##### Data extract #####
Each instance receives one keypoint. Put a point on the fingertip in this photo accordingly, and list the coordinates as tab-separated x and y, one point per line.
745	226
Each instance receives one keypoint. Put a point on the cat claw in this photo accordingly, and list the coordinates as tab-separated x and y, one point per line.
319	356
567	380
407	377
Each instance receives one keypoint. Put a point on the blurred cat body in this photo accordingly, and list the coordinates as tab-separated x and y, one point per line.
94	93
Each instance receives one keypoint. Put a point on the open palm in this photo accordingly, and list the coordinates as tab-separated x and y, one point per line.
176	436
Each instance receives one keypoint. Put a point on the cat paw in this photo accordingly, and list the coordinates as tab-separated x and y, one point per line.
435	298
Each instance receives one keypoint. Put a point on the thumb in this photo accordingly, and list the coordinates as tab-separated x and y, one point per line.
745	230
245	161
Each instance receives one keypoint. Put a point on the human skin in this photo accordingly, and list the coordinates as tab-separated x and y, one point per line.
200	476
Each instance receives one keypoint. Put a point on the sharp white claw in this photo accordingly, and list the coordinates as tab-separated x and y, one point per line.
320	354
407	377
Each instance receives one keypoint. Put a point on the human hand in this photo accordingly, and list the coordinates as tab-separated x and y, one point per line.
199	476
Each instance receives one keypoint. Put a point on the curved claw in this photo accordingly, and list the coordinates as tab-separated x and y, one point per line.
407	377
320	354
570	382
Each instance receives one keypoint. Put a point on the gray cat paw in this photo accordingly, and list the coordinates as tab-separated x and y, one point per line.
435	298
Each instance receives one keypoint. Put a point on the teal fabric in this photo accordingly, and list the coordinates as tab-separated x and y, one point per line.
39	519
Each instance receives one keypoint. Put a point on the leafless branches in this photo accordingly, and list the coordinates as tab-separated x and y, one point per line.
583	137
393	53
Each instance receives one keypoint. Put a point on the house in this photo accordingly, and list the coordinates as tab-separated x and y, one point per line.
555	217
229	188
#####
What you are asked to do: Output every entry shown above, exactly.

Exercise result:
Each instance receives one keypoint. Put a point on the fingertip in this photo accordingly, and list the coordinates as tab-separated x and y, one point per line.
745	226
Each instance receives one keypoint. Put a point on the cat claw in this photo accordingly, and list the coordinates as tab-separated x and y, one point per line.
319	356
567	380
407	377
Each instance receives one keypoint. Put a point on the blurred cat body in this photo accordingly, and list the coordinates as tab-separated x and y, one point per line.
94	93
Each instance receives one keypoint. Put a point on the open palm in this photo accordingly, and list the coordinates as tab-separated x and y, one point per line.
176	436
Each instance receives one keypoint. Put a point on the cat paw in this photo accordingly, and list the coordinates as tab-separated x and y, one point per line.
435	298
Each instance receives one keypoint. Put a point on the thumb in this photo accordingly, and list the coordinates as tab-separated x and y, one point per line.
745	230
245	161
Each instance receives one keypoint. Put a point on the human skin in this photo accordingly, and list the coordinates as tab-separated x and y, one point per line.
200	476
Each instance receives one keypoint. Put a point on the sharp white claw in this photo accordingly, and list the coordinates as tab-separated x and y, one point per line.
320	354
407	377
Each instance receives one keypoint. Put a point on the human hand in this photo accordingly, and list the coordinates as tab-separated x and y, one point per line.
199	476
Each instance receives one keypoint. Put a point on the curved claw in this photo accordingly, and list the coordinates as tab-separated x and y, one point per line.
407	377
320	354
570	382
Each instance receives one keypoint. Put a point on the gray cat paw in this photo accordingly, and list the coordinates as tab-separated x and y, one point per line.
435	298
Each instance receives one keypoint. Put a point on the teal fabric in this photo accordingly, and list the coordinates as tab-separated x and y, one point per line.
39	519
Each instance receives one keypoint. Put a point on the leafless branches in this photo accordingly, and list the coordinates as tab-separated x and y, one point per line.
583	137
393	53
Each instance receives one keypoint. Put a point on the house in this photo accordingly, and list the coordinates as tab-separated x and y, one point per line.
555	217
229	188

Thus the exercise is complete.